---- Excerpted text
My recommendations were a lot more mundane: I thought my friend needed to step up his savings rate and build more of an emergency cash cushion because he's self-employed. Of course, it's possible that his adviser communicated some of those same ideas, too, but my friend tuned out the advice. Watching your money grow on its own is a lot more fun than reducing spending in order to save.

Of course, investment selection matters. Morningstar has an unparalleled array of tools for picking stocks, managed funds, and exchange-traded funds that align with your goals. Luck invariably plays a crucial role in financial success, too, even though a lot of the lucky ones among us don't like to admit it.

But don't underrate the mundane financial jobs – the no-fun, unsexy financial equivalents of eating lots of fruits and vegetables and logging 10,000 steps a day. Do a passingly decent job with them over many years and it's a near-certainty the rest of your financial life will fall into place.

Here are some of the key ones to focus on.

Maintain an appropriate saving/spending rate

This one is near the base of my "investment pyramid" for an obvious reason: Even if you make killer investment selections, it's tough to make a plan work if you haven't saved consistently and lived within your means both before and during retirement.

If you're in accumulation mode, a key step is to gauge the adequacy of your savings rate. And while most people stop saving when they're retired, maintaining an appropriate portfolio-withdrawal rate is essential to good financial health.

Nurture your human capital

If you're just starting out in your career, you're long on human capital and your financial capital is likely small. How much you can contribute to your investments – not the gains on them – is going to be the biggest share of your portfolio's growth at that life stage. The best and most painless way to increase those contributions is by enlarging your earnings and not overspending (see the above). That's why investing in human capital – through additional education or training – is such a smart use of funds if you're just starting out in your career.

If you can increase your earnings power with such an investment, you have a long time until retirement to benefit from it. Big outlays for education may not pay off (financially, at least) later in life, but mid – and late – career accumulators should still work to burnish their own human capital through networking, attending conferences in their fields, learning new technologies, and taking advantage of additional training.

Develop a sane asset-allocation mix

Asset allocation can seem hopelessly black-boxy, but it's useful to remember that your financial capital should align with your human capital. When you're young and long on human capital, your own earnings power is your biggest asset. It makes sense to invest aggressively (at least as aggressively as you can stand) because it's unlikely you'll need to rely on your investment portfolio for living expenses for many years. You can afford to withstand more volatility, and that means more stocks.

As you get older and get closer to drawing upon your portfolio, you'll still want to make sure your portfolio has growth potential, but you'll also want to steer more into safe investments because you don't want to be in the position of withdrawing from investments as they're falling. An asset allocation that factors in your own situation is key in the accumulation years; retirees can back into a situation-appropriate asset allocation using a bucket strategy.
--------
---- Information given
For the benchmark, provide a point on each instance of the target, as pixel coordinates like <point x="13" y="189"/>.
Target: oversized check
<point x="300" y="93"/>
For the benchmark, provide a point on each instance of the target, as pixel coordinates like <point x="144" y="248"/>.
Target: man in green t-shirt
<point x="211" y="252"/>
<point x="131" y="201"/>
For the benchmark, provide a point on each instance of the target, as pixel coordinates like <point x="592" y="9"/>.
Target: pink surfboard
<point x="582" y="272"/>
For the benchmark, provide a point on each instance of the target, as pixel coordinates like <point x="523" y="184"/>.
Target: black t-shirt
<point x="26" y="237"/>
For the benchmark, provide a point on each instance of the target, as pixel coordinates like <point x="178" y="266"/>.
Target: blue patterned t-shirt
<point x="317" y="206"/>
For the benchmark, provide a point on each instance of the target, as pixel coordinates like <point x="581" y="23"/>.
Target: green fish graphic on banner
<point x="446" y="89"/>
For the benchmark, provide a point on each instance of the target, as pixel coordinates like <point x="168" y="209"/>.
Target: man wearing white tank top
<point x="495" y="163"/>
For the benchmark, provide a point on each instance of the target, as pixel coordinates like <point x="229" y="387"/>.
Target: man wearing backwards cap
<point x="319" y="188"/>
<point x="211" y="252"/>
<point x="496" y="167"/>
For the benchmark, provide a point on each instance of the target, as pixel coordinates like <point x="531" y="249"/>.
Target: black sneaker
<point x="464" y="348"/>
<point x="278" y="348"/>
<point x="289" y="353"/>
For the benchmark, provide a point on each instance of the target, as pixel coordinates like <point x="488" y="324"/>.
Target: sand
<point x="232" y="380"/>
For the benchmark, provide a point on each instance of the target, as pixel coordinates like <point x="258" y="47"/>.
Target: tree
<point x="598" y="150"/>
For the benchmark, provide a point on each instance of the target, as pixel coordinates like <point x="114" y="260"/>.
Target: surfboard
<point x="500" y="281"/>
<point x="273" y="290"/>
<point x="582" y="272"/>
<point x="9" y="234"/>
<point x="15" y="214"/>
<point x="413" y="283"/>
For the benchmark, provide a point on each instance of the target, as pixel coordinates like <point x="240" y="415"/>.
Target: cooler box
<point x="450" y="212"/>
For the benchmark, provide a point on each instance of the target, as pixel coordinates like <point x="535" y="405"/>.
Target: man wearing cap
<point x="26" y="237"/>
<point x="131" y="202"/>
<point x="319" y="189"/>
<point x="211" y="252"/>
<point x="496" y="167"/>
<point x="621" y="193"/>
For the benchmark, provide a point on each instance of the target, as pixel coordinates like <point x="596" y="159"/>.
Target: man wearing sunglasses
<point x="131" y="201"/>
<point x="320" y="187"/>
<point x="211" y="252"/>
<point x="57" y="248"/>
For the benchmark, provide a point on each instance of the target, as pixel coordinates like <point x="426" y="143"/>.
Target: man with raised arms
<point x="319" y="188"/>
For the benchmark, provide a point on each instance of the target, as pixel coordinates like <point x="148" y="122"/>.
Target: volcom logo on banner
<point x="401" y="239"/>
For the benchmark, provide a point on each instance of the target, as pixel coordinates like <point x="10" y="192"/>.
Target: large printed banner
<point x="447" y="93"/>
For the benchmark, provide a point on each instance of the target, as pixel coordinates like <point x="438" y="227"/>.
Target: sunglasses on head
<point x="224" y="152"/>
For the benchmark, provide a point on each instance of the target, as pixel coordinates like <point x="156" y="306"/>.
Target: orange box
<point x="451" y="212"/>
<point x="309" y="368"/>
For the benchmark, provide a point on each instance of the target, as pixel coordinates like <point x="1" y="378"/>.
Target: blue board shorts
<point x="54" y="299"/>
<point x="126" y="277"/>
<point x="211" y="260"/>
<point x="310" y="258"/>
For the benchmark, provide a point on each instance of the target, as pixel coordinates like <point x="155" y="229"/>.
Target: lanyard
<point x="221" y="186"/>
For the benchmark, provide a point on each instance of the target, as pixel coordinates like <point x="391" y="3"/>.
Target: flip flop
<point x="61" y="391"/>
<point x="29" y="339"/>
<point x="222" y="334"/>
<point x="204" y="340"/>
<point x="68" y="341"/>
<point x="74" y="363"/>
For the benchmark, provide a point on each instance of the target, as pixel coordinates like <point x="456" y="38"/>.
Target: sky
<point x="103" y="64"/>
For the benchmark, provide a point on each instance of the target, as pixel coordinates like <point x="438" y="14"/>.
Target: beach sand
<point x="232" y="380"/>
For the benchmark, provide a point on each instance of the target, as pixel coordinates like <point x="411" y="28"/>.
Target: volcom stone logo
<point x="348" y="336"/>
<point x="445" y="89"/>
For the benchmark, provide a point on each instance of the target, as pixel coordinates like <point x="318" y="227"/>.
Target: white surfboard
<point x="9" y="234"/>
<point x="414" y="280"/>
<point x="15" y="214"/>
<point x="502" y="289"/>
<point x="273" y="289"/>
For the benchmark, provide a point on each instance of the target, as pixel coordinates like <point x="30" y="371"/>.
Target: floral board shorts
--------
Direction 1 →
Answer these about the personal finance text:
(a) What does the writer say made the friend need a bigger emergency cash cushion?
(b) Which two healthy habits does the writer compare the mundane financial jobs to?
(c) What strategy can retirees use to back into a situation-appropriate asset allocation?
Direction 2 → Count the lines in the entries that contain the string "green", with case counting. Reply with the number only.

Task answer 1 →
(a) He's self-employed.
(b) Eating lots of fruits and vegetables, and logging 10,000 steps a day.
(c) A bucket strategy.

Task answer 2 → 2